[Lines from a data source]
◇ ◇ ◇ ◇

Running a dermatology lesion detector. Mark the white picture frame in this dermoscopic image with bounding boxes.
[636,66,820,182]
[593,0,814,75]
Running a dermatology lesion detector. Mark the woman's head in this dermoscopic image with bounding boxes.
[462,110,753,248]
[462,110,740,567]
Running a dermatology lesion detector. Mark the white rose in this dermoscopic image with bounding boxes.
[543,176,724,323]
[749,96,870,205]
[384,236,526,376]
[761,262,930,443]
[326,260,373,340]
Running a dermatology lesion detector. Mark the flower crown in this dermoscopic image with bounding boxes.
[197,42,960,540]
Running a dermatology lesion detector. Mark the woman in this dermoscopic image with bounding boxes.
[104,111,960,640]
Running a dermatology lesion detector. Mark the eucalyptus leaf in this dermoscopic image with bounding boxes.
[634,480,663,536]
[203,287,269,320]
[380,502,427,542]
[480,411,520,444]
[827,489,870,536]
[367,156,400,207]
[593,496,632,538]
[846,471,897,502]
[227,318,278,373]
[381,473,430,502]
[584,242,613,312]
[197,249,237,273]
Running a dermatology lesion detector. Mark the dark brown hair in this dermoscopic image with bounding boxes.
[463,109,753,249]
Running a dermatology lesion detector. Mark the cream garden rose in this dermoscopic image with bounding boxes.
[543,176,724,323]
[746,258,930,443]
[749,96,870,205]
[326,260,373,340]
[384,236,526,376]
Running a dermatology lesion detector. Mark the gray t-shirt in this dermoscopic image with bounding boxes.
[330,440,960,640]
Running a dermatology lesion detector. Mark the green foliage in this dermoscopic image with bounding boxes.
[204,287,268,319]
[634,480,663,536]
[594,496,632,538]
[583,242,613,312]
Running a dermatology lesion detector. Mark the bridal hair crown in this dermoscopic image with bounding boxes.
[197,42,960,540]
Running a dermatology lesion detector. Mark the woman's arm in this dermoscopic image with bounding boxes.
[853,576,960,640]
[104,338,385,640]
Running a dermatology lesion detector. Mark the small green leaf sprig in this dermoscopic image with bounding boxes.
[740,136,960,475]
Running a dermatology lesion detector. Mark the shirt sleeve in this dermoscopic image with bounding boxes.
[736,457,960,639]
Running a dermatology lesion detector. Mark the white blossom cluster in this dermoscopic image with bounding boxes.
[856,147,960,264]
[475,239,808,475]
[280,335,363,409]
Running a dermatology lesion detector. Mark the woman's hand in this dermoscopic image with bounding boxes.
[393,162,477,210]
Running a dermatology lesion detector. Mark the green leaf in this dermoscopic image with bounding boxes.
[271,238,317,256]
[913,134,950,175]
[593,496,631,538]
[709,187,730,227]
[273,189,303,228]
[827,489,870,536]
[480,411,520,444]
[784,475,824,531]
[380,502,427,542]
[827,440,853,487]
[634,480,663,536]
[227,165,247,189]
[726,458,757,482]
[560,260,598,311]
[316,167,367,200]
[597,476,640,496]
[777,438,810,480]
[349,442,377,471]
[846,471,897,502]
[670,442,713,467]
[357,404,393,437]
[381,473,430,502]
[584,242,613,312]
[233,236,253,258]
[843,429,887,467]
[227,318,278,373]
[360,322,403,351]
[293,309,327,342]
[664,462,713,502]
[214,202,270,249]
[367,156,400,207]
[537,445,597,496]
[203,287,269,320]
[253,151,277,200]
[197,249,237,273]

◇ ◇ ◇ ◇

_Goal of the exercise_
Copy every line above verbatim, changing nothing.

_Task solution_
Running a dermatology lesion detector. Mark the white picture frame in this dermoscopic image with bounding boxes.
[636,66,820,182]
[593,0,814,75]
Running a dermatology lesion detector. Mark the woman's head in this dermoscopic image with bounding boxes.
[462,110,753,248]
[462,110,740,567]
Running a dermatology lesion detector. Mark the white rose in this dermoscopic image with bounding boxes.
[543,176,724,323]
[749,96,870,205]
[384,236,526,376]
[761,262,930,443]
[326,260,373,340]
Running a dermatology lesion detector. Mark the flower crown in this dermoscopic image with bounding boxes.
[197,42,960,540]
Running a dermatology lesion detector. Mark the woman in this dermoscopic image with bounding boxes.
[104,111,960,640]
Running a dermatology lesion detector. Mark the eucalyptus leaf in this dermoscopic image with bounding boxes.
[634,480,663,536]
[203,287,269,320]
[380,502,427,542]
[480,411,520,444]
[827,489,870,536]
[367,156,400,207]
[593,496,632,538]
[846,471,897,502]
[227,318,278,373]
[381,473,430,502]
[584,242,613,312]
[197,249,237,273]
Running a dermatology lesion detector. Mark the dark brown hair in this dermoscopic image with bounding boxes.
[463,109,753,249]
Running a dermatology lesion detector. Mark the cream garden rose in this dermoscopic image with bounding boxes.
[543,176,724,323]
[746,258,930,443]
[749,96,870,205]
[326,260,373,340]
[384,236,526,376]
Running a dermatology lesion detector. Mark the gray t-shirt in this dermoscopic image with bounding boxes.
[330,440,960,640]
Running a dermatology lesion detector. Mark the green foliage in this dermoscopic image with bounding boxes.
[204,287,268,319]
[634,480,663,536]
[594,496,632,538]
[583,242,613,312]
Running a dermatology lesion detector. Mark the bridal hair crown in this dermoscopic image with bounding boxes.
[197,42,960,540]
Running a dermatology lesion detector. Mark the woman's arm in this dermoscopic image with bounding boxes.
[853,576,960,640]
[104,338,385,640]
Running a dermatology lesion detector. Mark the small green leaf sprig in this dermoscopic image with bounding boxes.
[740,136,960,475]
Running a dermatology lesion detector. Mark the shirt sleeve in this dermoscopic image with bounding boxes.
[736,457,960,639]
Running a dermatology lesion detector. Mark the white blossom cluster in this dermoscopic image with bounding boxes.
[856,147,960,264]
[475,239,808,475]
[280,335,363,409]
Running a dermatology lesion detector. Mark the woman's hand in this dermoscopic image with bounding boxes.
[393,162,477,210]
Running a dermatology lesion detector. Mark the green leaf in this dermoscopic image with bounding boxes.
[271,238,317,256]
[913,134,950,175]
[593,496,631,538]
[709,187,730,227]
[273,189,303,228]
[827,489,870,536]
[480,411,520,444]
[784,475,824,531]
[380,502,427,542]
[827,440,853,487]
[634,480,663,536]
[227,165,247,189]
[726,458,757,482]
[560,260,598,311]
[316,167,367,200]
[597,476,640,496]
[777,438,810,480]
[349,442,377,471]
[846,471,897,502]
[670,442,713,467]
[357,404,393,437]
[381,473,430,502]
[584,242,613,312]
[233,236,253,258]
[843,429,887,467]
[227,318,278,373]
[360,322,403,351]
[293,309,327,342]
[664,462,713,502]
[214,202,270,249]
[367,156,400,207]
[537,445,597,496]
[203,287,269,320]
[253,151,277,200]
[197,249,237,273]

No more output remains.